TEXT PROVIDED.
— start —
April 14, 2012
Author: Linda Rivard
Photographer: Diane Rivard
The honey bees have arrived! Chuck and I (Linda) traveled to Rick Cooper’s house in Bowdoinham, Maine on Saturday to pick up two packages of bees we had ordered. Rick drives down south (to Georgia, I believe) to get the bees himself, and has them ready for his students and customers to pick up in his garage. Chuck and I were quite surprised at the number of people (about 40) that were there to pick up their order of bees. One of the benefits of picking up the bees at Rick’s house is that we got to watch him demonstrate the installation of a bee package for his students and anyone else picking up bees. Everyone gathered around Rick as he performed the demonstration with nary a piece of protective equipment (no veil or gloves!). I suppose the years of experience and the Master Beekeeper title he has earned affords him the ability to work with the bees with ease. After the demonstration and armed with our two packages of bees, Chuck and I headed back to Gorham, Maine to start our first year of beekeeping.
When we arrived back at home, I readied all the equipment we would need for the package installation: veils and gloves, smoker and fuel, hive tool, sugar water, and a few good doses of courage!
Bees need to be fed sugar water until the local nectar flow starts
Trey helps out with the sugar water
The first order of business was to open up the box, pry out the sugar water can, and remove the queen cage. The queen is housed separately from the worker bees in a small cage. She is unrelated to all the worker bees that are included in the package, and keeping her separated allows the workers to get use to her scent (pheromone) during travel, increasing the odds that she will be accepted by them as their new queen once hived together. The queen cage contains a cork covering a candy that is blocking the hole that will release the queen. The cork is removed before lodging the queen cage between two frames, candy side up.
— end —
TASKS TO PERFORM.
(1) Answer these questions from the beekeeping account:
(a) About how many people were at Rick Cooper's house to pick up bees?
(b) To which town did Chuck and Linda head back after the demonstration?
(c) Which side faces up when the queen cage is lodged between two frames?
(2) Carry the beekeeping account forward from its last sentence.

DATASET EXCERPTS.
— start —
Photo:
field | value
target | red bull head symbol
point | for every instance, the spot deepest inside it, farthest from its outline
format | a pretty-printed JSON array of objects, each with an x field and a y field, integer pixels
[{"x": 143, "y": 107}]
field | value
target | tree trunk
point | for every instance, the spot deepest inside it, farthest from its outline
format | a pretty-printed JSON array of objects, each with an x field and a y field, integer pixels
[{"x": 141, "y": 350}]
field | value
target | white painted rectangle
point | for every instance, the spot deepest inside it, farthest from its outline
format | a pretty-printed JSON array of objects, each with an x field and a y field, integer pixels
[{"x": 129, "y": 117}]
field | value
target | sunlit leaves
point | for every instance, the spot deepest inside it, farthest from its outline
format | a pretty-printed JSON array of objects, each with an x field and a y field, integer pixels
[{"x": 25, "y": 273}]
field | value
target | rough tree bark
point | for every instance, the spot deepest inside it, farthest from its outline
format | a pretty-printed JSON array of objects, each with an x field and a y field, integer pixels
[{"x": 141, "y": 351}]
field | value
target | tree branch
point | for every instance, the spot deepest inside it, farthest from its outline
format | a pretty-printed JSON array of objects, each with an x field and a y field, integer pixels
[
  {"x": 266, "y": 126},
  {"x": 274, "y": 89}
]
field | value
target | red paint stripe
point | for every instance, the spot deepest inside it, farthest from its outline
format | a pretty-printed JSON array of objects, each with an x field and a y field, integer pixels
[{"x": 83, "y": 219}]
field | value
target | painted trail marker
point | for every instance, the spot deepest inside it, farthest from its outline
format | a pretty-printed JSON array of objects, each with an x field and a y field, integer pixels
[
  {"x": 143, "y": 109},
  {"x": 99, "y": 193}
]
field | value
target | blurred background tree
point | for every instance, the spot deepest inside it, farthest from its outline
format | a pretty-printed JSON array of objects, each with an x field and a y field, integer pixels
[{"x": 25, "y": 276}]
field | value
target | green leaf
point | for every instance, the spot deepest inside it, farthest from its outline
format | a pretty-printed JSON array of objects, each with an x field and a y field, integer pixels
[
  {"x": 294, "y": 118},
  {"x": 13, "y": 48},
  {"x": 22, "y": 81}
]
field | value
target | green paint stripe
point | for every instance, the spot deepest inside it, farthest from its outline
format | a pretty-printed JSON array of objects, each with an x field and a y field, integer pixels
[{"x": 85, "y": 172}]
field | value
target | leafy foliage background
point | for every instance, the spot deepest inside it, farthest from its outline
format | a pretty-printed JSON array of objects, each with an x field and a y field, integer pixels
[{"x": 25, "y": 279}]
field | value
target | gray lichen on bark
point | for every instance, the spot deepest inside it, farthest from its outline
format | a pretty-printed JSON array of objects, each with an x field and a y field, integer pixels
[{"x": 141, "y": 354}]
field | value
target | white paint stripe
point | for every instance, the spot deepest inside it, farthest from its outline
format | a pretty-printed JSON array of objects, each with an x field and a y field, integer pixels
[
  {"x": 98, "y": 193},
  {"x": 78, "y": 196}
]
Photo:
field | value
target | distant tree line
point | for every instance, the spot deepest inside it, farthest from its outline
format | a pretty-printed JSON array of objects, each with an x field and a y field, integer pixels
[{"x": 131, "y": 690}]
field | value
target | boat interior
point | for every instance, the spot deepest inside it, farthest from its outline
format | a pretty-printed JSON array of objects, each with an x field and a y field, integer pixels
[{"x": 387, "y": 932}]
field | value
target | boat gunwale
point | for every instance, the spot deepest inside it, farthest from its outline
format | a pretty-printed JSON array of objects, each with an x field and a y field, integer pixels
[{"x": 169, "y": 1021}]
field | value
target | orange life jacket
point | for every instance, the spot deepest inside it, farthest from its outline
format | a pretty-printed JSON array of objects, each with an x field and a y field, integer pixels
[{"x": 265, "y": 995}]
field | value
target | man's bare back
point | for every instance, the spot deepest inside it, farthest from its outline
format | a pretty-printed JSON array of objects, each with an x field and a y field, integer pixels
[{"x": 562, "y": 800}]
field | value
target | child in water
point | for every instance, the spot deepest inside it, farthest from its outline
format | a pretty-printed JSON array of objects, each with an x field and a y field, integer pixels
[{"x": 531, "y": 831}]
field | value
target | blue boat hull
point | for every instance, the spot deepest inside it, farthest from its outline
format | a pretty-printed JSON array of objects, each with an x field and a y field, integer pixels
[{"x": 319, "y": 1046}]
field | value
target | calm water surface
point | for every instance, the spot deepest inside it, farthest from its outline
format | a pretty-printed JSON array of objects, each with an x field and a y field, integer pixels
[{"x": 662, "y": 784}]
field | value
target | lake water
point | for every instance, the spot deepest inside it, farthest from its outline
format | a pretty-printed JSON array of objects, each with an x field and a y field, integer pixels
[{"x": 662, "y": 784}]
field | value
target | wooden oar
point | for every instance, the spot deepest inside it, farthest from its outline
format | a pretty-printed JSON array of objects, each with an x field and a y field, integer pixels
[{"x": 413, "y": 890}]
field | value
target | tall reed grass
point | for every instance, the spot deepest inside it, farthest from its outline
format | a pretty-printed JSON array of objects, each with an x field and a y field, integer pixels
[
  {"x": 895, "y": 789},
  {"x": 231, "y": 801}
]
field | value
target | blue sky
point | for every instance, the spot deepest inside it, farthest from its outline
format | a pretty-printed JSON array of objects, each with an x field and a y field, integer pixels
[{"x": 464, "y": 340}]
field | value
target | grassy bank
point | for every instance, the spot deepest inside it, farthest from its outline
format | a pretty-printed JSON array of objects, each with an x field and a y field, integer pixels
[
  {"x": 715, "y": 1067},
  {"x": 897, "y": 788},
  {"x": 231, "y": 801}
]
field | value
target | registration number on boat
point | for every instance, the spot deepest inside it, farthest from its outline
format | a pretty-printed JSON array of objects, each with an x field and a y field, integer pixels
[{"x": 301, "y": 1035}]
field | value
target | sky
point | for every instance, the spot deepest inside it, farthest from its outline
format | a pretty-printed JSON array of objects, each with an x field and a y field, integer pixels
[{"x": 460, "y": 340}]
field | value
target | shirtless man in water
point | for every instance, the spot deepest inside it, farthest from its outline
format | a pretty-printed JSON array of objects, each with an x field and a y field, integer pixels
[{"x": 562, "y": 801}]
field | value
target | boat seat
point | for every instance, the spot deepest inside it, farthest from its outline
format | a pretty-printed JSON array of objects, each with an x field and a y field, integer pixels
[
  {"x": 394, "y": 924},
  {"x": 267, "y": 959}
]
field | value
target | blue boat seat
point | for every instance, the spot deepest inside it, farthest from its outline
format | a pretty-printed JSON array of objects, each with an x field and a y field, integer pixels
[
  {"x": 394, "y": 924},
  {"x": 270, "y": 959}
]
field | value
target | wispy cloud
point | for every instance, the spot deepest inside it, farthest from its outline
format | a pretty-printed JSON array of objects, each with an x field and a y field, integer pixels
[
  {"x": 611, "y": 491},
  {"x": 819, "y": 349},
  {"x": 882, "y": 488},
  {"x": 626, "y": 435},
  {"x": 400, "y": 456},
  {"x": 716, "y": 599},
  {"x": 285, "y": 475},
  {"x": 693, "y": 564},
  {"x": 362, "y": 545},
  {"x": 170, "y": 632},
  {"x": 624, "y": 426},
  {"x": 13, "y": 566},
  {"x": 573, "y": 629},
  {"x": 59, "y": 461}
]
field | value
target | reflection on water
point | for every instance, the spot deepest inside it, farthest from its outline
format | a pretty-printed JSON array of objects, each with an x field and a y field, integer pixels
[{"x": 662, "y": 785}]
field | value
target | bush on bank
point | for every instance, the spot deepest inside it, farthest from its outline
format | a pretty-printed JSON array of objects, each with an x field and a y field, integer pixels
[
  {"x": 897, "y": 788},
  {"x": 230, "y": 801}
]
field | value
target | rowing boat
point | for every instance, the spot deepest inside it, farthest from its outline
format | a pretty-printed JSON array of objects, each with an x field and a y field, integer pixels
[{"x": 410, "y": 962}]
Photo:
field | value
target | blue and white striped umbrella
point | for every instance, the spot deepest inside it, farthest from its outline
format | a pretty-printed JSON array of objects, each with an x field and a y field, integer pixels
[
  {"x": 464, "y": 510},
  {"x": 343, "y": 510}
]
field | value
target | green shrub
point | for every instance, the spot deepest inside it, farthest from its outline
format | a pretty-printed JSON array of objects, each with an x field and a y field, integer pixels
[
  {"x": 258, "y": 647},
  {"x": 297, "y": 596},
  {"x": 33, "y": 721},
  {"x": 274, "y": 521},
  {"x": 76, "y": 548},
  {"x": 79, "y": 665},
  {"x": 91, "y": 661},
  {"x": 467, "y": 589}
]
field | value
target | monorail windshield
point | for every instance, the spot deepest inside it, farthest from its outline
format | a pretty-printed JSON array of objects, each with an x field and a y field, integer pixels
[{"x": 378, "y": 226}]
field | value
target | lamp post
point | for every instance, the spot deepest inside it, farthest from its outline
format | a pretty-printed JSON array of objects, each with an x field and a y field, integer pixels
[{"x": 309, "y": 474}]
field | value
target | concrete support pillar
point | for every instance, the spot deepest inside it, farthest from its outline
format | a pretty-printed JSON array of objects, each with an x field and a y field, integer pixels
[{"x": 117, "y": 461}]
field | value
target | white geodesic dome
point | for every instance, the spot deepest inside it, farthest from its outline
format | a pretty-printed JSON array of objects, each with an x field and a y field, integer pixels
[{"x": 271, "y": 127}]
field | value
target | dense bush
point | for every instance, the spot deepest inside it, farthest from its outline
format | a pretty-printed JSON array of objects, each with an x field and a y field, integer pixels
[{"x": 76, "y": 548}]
— end —
ANSWER SET.
(1)
(a) About 40.
(b) Gorham, Maine.
(c) The candy side.

(2)
No sooner had I dumped the bees onto the frames of the first hive that I felt a bee fly up my pant leg! Although in my mind I felt a bee sting was imminent at any moment, I tried to remain calm and tried not to move my leg that much, as I felt the bee scurrying around my calf and shin area. I tried to refocus my thoughts on the task at hand, but the bee kept tickling my skin reminding me she was still there, scouting out this new dark area. I am sure she was contemplating whether or not this was a good spot for her and her sisters to start their new home. I sent her my mental plea of “Please don’t sting me, I’m just trying to help you and your kind get set up in this great new hive!”, and switched my attention to finding the queen cage, while the bee dawdled around in my pants. Ha!
uncorking the queen cage
After letting the bees settle down into the frames, I found the queen cage and removed the cork. Still thinking about the bee in my pants, I wedged in the queen cage between two frames, and proceeded to put on the inner cover, add the sugar water and close up the hive. When all was secure I made my way to the awning area behind the house and peeled my pants down, in the hopes of releasing my bee friend. If my neighbors were watching, I am sorry for the fanny display! This approach paid off, and the bee did find her way out of my pants without losing her life.
Phew! One installation down, one to go. In all the excitement with the bee in the pants, I forgot to check to make sure the queen was alive and well before placement of the uncorked queen cage. I had to have faith that all was well with my phantom queen, and moved on to installation of the bees into the Starry Night hive.
Installation of the second package went much smoother. I managed to remove the queen cage and inspect for the queen before uncorking and placing the cage in the hive. She was moving quickly back and forth in her cramped quarters! She seemed to be very ready and amped up to get started with her egg-laying duties. The queens that are provided in the packages have previously mated with several drones before she is placed within the queen cage and package. Once the workers are released into the hive with their new caged queen, they set to work chewing through the candy barrier to release her. The plan is to check on the hives in 3 days to confirm the queen has been released, and to look for eggs being laid. The bees are fed sugar water to provide them with the carbohydrates need to start building comb, which will be used to raise the brood, and to store honey and pollen.
Once both of the bee packages were installed our crew milled around and talked about the experience. I noticed a larger size bee crawling on my jeans and recognized this bee as a drone.
Drones do not have stingers, as their sole purpose is to mate with virgin queens. They hang out in the hive and are fed by the workers, waiting for the opportunity for a new queen to be raised.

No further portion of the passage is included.